■ Your instructions: Return each line of the data below unchanged, please.

***

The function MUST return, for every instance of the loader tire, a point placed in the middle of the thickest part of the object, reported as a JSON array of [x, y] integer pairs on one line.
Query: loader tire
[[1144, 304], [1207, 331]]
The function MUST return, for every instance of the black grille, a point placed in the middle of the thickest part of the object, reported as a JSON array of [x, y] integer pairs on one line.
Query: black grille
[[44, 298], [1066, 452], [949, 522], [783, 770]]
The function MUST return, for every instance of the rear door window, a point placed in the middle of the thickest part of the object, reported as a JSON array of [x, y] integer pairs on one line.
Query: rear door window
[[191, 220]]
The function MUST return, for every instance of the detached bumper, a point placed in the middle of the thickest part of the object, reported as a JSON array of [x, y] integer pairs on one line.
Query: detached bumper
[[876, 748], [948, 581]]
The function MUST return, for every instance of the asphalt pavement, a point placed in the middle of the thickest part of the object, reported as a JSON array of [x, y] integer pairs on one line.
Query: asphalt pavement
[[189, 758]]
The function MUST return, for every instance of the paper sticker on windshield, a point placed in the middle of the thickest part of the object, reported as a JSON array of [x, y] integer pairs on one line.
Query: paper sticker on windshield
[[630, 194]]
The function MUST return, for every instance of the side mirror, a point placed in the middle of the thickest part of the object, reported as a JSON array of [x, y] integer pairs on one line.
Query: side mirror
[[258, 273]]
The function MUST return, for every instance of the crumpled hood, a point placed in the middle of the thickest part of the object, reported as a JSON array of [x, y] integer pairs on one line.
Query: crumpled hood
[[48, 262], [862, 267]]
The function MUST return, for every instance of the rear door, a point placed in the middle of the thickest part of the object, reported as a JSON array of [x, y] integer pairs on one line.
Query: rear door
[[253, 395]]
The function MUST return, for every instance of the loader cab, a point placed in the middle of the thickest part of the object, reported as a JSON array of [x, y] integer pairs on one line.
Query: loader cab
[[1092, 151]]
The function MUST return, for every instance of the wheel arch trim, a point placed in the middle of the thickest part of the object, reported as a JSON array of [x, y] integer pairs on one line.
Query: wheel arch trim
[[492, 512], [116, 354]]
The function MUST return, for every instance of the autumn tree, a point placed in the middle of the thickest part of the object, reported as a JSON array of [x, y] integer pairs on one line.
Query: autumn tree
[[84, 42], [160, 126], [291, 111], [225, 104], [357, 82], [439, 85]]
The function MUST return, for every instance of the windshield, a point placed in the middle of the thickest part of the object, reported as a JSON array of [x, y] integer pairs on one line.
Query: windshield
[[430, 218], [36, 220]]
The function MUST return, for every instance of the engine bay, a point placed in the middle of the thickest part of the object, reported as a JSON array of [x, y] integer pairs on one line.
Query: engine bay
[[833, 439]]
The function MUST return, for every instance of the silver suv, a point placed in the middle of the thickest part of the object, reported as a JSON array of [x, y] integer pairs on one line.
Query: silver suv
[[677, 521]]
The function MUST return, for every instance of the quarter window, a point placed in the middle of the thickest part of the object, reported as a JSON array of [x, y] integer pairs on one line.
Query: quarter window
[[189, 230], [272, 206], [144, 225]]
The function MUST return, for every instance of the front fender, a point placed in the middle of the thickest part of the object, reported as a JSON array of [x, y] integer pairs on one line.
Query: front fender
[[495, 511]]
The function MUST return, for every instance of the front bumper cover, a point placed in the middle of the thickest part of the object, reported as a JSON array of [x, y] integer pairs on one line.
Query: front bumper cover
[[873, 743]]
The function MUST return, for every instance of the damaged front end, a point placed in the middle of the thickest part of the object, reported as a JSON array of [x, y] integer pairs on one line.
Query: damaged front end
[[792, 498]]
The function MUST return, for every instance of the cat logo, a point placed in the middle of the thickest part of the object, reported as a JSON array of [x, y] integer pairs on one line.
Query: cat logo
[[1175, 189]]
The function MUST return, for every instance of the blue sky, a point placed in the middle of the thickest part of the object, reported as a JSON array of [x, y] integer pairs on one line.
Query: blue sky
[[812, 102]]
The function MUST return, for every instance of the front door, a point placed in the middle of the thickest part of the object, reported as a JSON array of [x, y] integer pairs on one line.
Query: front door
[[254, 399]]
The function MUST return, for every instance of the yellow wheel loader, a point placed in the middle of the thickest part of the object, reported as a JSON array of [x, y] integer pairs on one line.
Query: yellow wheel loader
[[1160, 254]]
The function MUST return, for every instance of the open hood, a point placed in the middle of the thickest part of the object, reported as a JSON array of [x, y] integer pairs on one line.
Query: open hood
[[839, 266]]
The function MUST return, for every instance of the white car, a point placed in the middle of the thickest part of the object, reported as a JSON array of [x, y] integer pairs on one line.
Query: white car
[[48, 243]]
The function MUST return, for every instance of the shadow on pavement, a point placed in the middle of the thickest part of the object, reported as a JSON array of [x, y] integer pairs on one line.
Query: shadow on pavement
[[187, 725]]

***

■ Your response:
The function MUST return, for every instance of the loader tire, a point placed in the middle of the thickest part of the object, reported as a JSON array of [x, y] integer pairs on one line.
Query: loader tire
[[1144, 304], [1207, 331]]
The function MUST return, for every instance of the black grille, a point placed in the middle of the thickest part of the object, reported as a JSON array of [x, y] integer pairs on one line.
Query: black grille
[[44, 298], [1066, 452], [949, 522], [783, 770]]
The function MUST return, for every instance of the rear door window, a point placed in the middle of the thickest part of the object, reported as a JSON array of [x, y] integer pairs on one line.
Query: rear door window
[[191, 220]]
The function MUST return, for every instance of the detached bumper, a point placed in the middle of the thickest part of the object, reported as a JSON array of [x, y] integer pairs on one line.
Query: detached bumper
[[876, 748], [948, 581]]
The function MUST return, for every instance of the asphalt pavement, a point placed in the middle of the thickest part of the object, reported as a JSON array of [x, y] integer pairs on one line.
Query: asphalt pavement
[[189, 758]]
The function MUST return, for every instance of the paper sticker on windshield, a point placed in the middle of the thickest part of the object, reported as a JSON array of [x, y] integer pairs on one line.
Query: paper sticker on windshield
[[630, 194]]
The function MUST return, for every instance of the side mirror, a point placed in the middle of the thickest part of the object, reported as a JSON array of [x, y] integer pairs on one line.
Query: side mirror
[[258, 273]]
The function MUST return, for every instance of the crumpled hood, a point placed in the middle of the thickest part of the object, reported as a JSON array of [x, y] integer pairs on one line.
Query: crumpled hood
[[48, 262], [862, 267]]
The function MUST return, for every instance of the rear door, a point placed in the middle of the thickest part of the object, reported as a JSON array of [x, y] integer pairs on one line.
Query: rear door
[[253, 395]]
The function MUST return, for every instance of the loader cab, a point placed in the middle of the thickest part of the object, reported as a JSON array of [x, y] integer pairs on one line.
Query: loader cab
[[1092, 151]]
The function MUST return, for every instance of the wheel arch trim, a point placed in the middle of the thickest part of the object, reported as a JSON array of [x, y] integer pairs on one line.
Query: wheel arch trim
[[492, 512], [116, 354]]
The function MUST return, for every instance of the autumn tree, a point placed in the middle of the thickest part of the object, reported as a JSON array of [x, y] integer pairs on one line.
Query: autumn tree
[[84, 42], [160, 126], [291, 111], [225, 104], [357, 82], [439, 85]]
The function MUST return, for every instance of the windshield, a point placed in the middle of the thickest part of the object, reported as a JSON array of [x, y] integer pairs on one line.
Query: windshield
[[430, 218], [36, 220]]
The function MUST return, for every instance of the engine bay, a point placed in the middle of the thickest part of the object, reported as a JSON array of [x, y] integer pairs on one line.
Query: engine bay
[[833, 439]]
The function MUST return, for every instance of the silver suv, a point placed in the middle of the thickest part of the object, reported as a JSON array of [x, y] integer pairs on one line.
Query: silver suv
[[677, 521]]
The function MUST return, for every instance of the quarter window, a point placed in the middle of the thickest part of the object, reported as a JSON array of [x, y] integer pairs on one line.
Query: quarter window
[[189, 230], [272, 206], [144, 225]]
The function MUST return, for every instance of the front fender, a point placed in the middle of the thickest part of the object, reported as a JSON array of [x, y] integer pairs on one line.
Query: front fender
[[495, 511]]
The function MUST return, for every instance of the front bumper cover, a point placed in the middle of the thickest part of the object, reported as a JSON array of [x, y] integer pairs on one line.
Query: front bumper cover
[[873, 743]]
The function MUST return, for every instance of the damaged front end, a point placed in the middle of the thickest part of the object, reported as a JSON array of [x, y] integer pairs on one line.
Query: damaged front end
[[792, 498]]
The function MUST return, for every instance of the cat logo, a point placed in the middle of the thickest part of the object, reported as a JSON array of [x, y] integer pairs on one line.
Query: cat logo
[[1175, 189]]
The function MUST return, for every instance of the blue sky, a point placed in the middle of the thickest part of the object, reported as a JSON array of [x, y] integer pairs on one line.
Query: blue sky
[[812, 102]]
The function MUST return, for every instance of the front door, a point placed in the middle of the thickest part of the object, reported as a JSON array of [x, y] integer pairs on one line.
Query: front door
[[254, 399]]
The function MUST return, for every instance of the yellow wheel loader, a point placed in the middle of the thickest part of the object, reported as a JSON array of [x, y] integer pairs on one line.
Query: yellow wheel loader
[[1160, 254]]
The function MUST return, for every instance of the open hood, a point placed in the middle of the thickest part of the object, reported as a JSON array of [x, y] integer pairs on one line.
Query: open hood
[[839, 266]]
The function MUST return, for every instance of the white car, a point placed in the middle of the thickest part of the object, reported as a JSON array of [x, y] integer pairs on one line.
Query: white car
[[48, 243]]
The function MUST return, for every instance of the shadow on pavement, a point placed in the middle of the thickest part of the object, reported as a JSON array of [x, y] integer pairs on one line.
Query: shadow on pavement
[[187, 725]]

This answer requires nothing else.